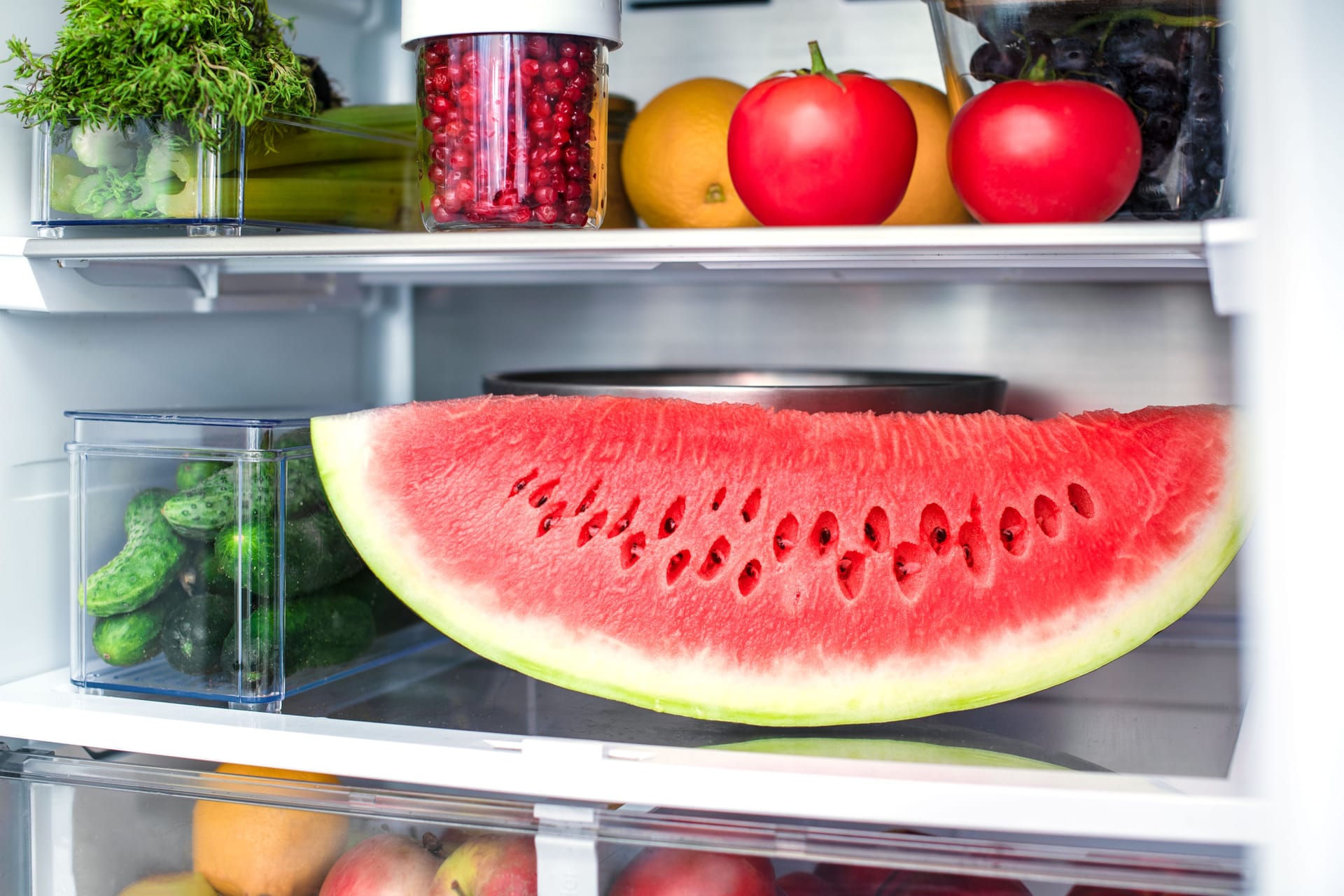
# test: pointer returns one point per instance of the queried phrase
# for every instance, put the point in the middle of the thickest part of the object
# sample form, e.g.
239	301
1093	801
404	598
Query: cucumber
332	628
201	574
206	508
194	633
131	638
388	612
320	630
191	473
318	555
304	492
143	567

|---|

Tarefa solicitada: Converta todas as linhas dos dados acima em uma lista numerada, omitindo as linhas em branco. Deixe as imagens fora da resposta.

Resposta do exercício:
1. # test: pointer returns one point per instance of the queried phrase
2. # for every instance, put the point in the middle of the thickest part of the object
3. # sample form, e.g.
4. 239	301
5. 1093	801
6. 404	598
7. Query: cucumber
8. 332	628
9. 201	574
10. 206	508
11. 194	633
12. 131	638
13. 388	612
14. 320	630
15. 191	473
16. 318	555
17. 304	492
18. 143	567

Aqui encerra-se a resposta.